### Problem statement:
Please reproduce verbatim the lines running from the start of the items through the line that contains "positive clicks: (409, 728) (462, 390)", inclusive.

### Data provided:
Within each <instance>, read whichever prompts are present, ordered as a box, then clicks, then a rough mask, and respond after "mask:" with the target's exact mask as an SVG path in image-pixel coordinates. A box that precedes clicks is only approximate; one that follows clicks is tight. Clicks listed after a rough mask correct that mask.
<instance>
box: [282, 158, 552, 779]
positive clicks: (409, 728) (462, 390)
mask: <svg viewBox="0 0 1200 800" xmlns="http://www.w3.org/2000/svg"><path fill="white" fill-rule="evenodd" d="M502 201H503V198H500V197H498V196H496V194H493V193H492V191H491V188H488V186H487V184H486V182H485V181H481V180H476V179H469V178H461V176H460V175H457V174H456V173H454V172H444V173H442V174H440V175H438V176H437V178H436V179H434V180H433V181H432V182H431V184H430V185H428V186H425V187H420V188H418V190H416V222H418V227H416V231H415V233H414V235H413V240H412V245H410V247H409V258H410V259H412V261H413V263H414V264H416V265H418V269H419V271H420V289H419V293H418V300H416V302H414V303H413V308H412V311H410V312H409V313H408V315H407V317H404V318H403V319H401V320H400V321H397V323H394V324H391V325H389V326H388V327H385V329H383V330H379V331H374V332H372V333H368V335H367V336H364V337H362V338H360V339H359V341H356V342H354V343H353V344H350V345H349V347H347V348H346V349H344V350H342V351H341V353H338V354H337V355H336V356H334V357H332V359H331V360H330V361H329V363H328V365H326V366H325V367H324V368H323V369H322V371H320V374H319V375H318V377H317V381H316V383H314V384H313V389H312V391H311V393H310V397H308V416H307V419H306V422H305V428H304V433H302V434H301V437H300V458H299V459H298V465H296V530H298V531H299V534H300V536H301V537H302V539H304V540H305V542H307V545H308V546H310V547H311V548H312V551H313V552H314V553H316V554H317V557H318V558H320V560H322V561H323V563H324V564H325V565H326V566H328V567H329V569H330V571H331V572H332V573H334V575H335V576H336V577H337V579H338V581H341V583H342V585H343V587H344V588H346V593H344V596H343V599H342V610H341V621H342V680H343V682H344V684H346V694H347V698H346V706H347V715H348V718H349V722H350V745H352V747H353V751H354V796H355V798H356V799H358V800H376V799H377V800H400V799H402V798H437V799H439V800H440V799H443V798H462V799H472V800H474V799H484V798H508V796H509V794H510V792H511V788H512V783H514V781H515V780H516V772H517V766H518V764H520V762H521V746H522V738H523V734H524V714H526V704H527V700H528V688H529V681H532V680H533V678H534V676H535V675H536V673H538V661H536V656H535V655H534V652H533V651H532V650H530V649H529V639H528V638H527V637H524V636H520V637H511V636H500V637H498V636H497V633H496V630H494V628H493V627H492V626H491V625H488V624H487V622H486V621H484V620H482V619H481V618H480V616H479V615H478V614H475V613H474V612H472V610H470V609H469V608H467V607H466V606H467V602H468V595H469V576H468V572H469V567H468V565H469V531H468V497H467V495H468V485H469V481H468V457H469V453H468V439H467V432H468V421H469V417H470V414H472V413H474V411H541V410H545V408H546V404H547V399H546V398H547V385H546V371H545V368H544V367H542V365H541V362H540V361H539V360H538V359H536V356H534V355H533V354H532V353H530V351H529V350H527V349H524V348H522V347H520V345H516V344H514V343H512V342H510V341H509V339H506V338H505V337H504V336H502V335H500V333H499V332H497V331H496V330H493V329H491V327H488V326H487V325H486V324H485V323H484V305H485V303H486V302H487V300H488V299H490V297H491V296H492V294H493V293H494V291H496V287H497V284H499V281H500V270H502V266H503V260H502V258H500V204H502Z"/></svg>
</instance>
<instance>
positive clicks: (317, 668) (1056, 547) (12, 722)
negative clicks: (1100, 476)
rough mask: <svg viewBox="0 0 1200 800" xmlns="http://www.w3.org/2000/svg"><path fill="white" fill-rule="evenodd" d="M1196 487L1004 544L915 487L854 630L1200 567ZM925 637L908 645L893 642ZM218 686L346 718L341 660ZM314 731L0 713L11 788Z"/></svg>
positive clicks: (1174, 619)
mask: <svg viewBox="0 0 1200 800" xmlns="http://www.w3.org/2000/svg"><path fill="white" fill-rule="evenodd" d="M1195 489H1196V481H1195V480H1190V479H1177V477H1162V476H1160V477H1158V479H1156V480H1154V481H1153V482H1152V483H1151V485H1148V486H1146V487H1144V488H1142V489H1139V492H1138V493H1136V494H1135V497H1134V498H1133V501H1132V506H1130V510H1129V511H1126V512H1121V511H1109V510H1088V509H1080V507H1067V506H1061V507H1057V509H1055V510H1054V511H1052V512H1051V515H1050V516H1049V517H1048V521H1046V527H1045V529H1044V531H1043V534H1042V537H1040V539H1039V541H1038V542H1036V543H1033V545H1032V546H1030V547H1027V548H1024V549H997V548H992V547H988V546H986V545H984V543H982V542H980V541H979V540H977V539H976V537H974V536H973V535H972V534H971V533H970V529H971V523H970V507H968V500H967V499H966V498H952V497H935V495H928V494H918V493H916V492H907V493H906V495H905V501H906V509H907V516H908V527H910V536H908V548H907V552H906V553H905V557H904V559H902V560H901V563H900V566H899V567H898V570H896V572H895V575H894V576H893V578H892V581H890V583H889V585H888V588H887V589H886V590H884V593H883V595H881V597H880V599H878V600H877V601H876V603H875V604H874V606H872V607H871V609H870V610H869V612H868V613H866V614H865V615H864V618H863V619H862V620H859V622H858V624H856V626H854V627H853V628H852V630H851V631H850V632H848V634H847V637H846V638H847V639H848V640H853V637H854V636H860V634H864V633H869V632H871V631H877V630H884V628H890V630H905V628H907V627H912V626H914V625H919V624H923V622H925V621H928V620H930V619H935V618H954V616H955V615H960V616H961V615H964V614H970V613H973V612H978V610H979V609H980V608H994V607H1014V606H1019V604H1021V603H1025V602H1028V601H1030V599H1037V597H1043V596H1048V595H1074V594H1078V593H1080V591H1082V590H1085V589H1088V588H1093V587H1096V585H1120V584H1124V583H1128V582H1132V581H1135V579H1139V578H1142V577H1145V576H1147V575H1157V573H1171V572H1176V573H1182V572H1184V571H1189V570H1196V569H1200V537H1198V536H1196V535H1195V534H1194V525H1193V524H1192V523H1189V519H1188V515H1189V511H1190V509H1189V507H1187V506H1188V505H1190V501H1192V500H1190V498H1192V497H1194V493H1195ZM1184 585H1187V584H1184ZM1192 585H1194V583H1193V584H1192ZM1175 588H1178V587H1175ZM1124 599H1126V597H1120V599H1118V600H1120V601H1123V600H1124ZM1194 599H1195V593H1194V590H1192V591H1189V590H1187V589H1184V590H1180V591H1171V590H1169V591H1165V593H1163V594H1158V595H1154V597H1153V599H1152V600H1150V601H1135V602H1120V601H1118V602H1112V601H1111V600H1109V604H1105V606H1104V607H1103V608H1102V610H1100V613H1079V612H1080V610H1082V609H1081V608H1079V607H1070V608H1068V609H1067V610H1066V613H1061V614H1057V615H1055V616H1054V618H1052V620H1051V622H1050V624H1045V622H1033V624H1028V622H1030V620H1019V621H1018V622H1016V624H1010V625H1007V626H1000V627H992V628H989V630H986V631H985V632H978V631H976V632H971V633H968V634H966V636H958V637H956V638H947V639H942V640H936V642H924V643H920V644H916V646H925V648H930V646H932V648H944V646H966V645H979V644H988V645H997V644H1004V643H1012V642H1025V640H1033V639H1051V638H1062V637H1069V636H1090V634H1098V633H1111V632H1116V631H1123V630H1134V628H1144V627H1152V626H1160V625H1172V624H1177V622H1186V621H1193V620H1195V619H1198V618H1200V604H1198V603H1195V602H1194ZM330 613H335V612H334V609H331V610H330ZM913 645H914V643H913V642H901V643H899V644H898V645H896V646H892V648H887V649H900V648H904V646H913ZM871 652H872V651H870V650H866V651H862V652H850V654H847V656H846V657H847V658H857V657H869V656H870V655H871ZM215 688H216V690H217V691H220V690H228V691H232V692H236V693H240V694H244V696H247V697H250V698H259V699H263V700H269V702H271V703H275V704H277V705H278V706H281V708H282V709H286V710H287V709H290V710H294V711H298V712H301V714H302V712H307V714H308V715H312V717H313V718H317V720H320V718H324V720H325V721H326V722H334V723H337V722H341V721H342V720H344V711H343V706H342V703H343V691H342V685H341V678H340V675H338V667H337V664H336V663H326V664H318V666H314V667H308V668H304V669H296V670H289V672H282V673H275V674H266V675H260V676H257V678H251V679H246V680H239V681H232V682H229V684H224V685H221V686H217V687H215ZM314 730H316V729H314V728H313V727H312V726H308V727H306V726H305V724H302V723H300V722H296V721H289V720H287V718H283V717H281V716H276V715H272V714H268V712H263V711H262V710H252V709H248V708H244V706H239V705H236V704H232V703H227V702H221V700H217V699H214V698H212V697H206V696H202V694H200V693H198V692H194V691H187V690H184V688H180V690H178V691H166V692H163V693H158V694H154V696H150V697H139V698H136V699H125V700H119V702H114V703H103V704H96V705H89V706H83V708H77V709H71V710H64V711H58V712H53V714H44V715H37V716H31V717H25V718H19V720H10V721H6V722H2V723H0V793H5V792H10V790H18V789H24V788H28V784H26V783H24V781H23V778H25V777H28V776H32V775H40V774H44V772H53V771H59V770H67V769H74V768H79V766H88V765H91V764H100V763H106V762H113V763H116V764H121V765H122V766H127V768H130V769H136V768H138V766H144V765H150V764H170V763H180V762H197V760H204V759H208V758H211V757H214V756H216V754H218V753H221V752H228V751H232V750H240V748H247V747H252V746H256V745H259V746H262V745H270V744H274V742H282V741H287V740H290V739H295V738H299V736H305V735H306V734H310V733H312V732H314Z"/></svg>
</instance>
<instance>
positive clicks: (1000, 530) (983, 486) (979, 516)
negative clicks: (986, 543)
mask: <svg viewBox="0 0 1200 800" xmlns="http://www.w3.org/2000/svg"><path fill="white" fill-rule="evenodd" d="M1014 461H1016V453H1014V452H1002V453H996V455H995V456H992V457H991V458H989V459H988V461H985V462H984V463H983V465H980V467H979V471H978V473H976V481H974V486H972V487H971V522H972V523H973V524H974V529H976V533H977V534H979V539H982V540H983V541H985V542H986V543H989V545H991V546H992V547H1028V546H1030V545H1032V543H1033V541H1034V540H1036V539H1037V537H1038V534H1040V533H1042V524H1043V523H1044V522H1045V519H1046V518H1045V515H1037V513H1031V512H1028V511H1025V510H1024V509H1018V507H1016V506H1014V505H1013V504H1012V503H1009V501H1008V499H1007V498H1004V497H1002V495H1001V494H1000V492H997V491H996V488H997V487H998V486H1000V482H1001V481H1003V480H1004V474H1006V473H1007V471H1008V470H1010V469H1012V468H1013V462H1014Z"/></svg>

### Solution:
Within each <instance>, read whichever prompts are present, ordered as a box, then clicks, then a rough mask, and respond after "mask:" with the target's exact mask as an SVG path in image-pixel coordinates. A box that precedes clicks is only approximate; one that follows clicks is tight. Clicks listed after a rough mask correct that mask.
<instance>
box: [282, 158, 552, 779]
positive clicks: (409, 728) (462, 390)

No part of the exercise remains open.